Work item:
Keyword search on "vent": report each line of the records that contains it.
━━ Exercise materials
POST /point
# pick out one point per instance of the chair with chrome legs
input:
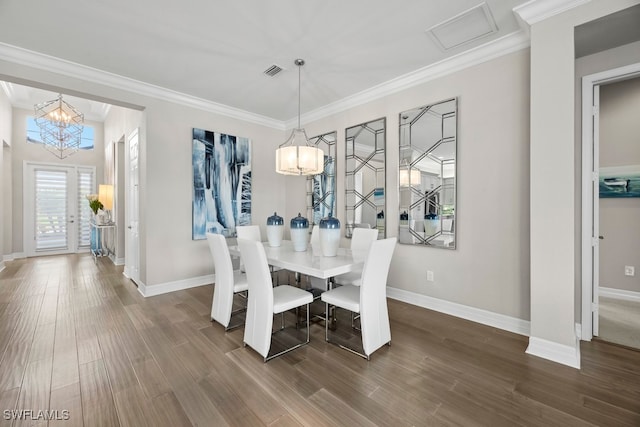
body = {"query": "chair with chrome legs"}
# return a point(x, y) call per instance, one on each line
point(361, 240)
point(252, 232)
point(265, 301)
point(228, 283)
point(369, 300)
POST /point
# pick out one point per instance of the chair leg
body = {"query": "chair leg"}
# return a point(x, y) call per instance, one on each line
point(266, 359)
point(326, 321)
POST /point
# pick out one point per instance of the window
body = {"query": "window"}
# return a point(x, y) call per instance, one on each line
point(33, 134)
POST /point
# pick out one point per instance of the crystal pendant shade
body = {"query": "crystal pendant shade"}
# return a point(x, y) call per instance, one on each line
point(296, 156)
point(60, 126)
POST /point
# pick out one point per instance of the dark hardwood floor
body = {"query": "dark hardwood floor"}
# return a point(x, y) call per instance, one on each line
point(76, 336)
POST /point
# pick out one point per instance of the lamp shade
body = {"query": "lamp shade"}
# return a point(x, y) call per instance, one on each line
point(410, 177)
point(295, 157)
point(105, 195)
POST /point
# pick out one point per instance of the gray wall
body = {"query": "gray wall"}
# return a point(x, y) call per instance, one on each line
point(620, 218)
point(490, 268)
point(5, 182)
point(591, 64)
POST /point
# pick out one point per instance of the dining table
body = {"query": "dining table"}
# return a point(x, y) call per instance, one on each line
point(310, 262)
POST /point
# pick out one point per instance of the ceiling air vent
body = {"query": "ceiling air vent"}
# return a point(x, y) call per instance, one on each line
point(466, 27)
point(273, 70)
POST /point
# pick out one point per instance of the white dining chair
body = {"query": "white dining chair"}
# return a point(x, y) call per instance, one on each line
point(228, 283)
point(369, 300)
point(361, 240)
point(265, 301)
point(252, 232)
━━━━
Reply:
# pick out one point per instance of the ceiling air vent
body = {"query": "ceiling air vent"}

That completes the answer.